§ **Text excerpt**
----------------

Waiting for the Other Shoe
Have you ever found yourself waiting for the other shoe to drop? If not, count yourself blessed. If you have, count yourself blessed anyway. No, I mean it. Do you know how many scriptures there are pointing to the ways God uses problems and pains in our lives to make us more like Him? To better equip us for the purpose He has for us?
We live in a sin filled world. We live with sinful people, just like they live with us. Because sin runs rampant all around us, bad things happen. Because the world is not the perfect garden God originally created for us, bad things happen. Hard things happen too. Unfair things happen. Things we can’t even begin understand happen all the time. It’s simply a fact of life on earth.
But our merciful, loving Father chooses to use those things. When we let Him do His work, God redeems those horrible things. The pain and confusion may not subside. We may not ever even understand the whys, but God will use those situations in our lives.

----------------

Data entries:
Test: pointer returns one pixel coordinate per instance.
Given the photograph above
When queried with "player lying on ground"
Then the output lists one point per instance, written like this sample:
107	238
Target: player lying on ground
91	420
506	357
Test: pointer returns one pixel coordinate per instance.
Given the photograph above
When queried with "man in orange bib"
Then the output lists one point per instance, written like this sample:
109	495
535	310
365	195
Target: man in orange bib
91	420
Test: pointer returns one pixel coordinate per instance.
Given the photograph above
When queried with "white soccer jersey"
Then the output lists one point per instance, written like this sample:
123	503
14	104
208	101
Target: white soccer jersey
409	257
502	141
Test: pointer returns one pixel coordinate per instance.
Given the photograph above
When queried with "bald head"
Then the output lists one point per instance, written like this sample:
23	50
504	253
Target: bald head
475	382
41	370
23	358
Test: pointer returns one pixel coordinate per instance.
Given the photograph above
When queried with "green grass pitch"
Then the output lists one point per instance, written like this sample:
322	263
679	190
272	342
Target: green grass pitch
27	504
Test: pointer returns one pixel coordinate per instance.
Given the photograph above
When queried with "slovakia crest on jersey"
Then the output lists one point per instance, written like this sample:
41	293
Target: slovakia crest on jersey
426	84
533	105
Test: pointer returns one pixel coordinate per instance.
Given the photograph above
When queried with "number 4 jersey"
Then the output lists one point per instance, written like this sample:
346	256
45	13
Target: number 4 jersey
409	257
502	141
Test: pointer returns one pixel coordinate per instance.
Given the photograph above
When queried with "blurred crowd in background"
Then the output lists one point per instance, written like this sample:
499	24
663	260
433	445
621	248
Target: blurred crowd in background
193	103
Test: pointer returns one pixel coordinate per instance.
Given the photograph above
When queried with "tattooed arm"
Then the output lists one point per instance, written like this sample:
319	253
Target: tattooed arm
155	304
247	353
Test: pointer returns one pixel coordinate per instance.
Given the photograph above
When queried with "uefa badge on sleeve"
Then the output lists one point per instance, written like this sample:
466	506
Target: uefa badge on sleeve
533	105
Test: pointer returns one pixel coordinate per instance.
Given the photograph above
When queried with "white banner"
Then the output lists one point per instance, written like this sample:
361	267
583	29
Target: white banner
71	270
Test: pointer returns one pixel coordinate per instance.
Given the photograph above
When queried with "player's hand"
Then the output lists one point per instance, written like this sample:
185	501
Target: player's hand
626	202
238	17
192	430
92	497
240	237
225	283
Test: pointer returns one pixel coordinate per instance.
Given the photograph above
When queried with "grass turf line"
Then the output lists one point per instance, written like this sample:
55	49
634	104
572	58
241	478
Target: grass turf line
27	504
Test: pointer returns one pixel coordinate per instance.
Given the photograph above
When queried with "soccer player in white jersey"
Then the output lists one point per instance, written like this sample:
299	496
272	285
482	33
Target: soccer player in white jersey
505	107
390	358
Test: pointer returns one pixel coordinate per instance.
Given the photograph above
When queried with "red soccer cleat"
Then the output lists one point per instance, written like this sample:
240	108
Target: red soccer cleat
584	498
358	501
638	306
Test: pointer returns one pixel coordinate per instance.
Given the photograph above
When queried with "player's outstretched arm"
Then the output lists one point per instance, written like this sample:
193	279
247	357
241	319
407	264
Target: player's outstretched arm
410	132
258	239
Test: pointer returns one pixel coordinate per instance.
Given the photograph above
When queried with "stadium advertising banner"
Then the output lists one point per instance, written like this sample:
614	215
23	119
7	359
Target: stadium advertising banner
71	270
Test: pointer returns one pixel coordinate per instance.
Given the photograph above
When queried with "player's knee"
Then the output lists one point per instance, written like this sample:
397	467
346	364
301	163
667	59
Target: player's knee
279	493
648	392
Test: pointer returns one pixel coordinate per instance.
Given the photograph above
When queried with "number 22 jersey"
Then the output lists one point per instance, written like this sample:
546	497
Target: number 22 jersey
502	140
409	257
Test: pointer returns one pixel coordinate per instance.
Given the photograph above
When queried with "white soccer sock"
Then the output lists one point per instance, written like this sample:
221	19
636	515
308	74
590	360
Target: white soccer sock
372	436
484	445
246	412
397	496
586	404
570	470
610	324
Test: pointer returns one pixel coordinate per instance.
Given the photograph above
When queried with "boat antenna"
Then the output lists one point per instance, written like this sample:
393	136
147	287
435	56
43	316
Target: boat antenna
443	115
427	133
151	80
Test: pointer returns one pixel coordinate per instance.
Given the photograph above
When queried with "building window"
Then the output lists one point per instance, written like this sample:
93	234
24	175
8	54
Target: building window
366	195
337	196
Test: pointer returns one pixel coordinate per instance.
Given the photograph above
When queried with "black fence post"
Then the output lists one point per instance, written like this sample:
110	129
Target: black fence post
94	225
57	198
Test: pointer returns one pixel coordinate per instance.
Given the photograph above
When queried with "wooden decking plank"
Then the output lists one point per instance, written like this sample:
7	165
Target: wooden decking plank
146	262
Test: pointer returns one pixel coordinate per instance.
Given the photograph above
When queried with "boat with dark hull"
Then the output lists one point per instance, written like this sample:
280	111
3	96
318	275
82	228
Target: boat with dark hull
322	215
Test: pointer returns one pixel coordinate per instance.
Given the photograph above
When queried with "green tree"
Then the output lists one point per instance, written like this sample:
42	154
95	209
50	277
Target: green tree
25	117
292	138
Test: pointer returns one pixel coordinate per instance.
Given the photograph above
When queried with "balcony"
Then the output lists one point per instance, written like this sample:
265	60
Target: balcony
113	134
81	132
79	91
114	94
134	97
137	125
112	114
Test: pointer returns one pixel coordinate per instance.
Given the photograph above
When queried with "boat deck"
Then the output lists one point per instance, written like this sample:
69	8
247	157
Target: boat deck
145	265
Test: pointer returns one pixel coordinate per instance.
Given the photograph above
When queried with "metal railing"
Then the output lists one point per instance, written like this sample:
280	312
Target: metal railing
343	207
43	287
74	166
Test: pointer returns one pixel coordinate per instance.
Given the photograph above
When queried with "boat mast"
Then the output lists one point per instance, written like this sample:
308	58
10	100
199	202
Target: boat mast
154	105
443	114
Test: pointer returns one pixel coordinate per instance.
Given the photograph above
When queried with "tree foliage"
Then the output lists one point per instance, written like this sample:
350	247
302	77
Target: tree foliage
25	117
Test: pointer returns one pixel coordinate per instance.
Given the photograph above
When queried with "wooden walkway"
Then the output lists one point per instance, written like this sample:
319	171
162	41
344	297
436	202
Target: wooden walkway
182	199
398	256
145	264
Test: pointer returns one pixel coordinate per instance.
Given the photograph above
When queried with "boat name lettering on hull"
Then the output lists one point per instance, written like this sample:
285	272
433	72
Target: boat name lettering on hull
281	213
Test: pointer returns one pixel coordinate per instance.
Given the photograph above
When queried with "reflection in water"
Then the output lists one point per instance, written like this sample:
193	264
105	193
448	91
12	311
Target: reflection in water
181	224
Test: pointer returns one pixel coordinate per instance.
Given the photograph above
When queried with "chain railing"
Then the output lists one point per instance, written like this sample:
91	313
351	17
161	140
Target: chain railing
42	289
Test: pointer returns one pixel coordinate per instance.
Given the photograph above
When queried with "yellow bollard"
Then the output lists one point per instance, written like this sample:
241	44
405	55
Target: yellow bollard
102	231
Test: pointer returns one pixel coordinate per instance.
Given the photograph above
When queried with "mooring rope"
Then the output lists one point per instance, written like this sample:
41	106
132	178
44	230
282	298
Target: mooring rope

----------------

§ **What to do**
**a)** In the reflection on waiting for the other shoe to drop, reproduce everything from "But our merciful, loving" down to "in our lives.".
**b)** According to the reflection on waiting for the other shoe to drop, what does God do to horrible things when we let Him do His work?

§ **Problem solutions**
**a)**
But our merciful, loving Father chooses to use those things. When we let Him do His work, God redeems those horrible things. The pain and confusion may not subside. We may not ever even understand the whys, but God will use those situations in our lives.

**b)** He redeems them.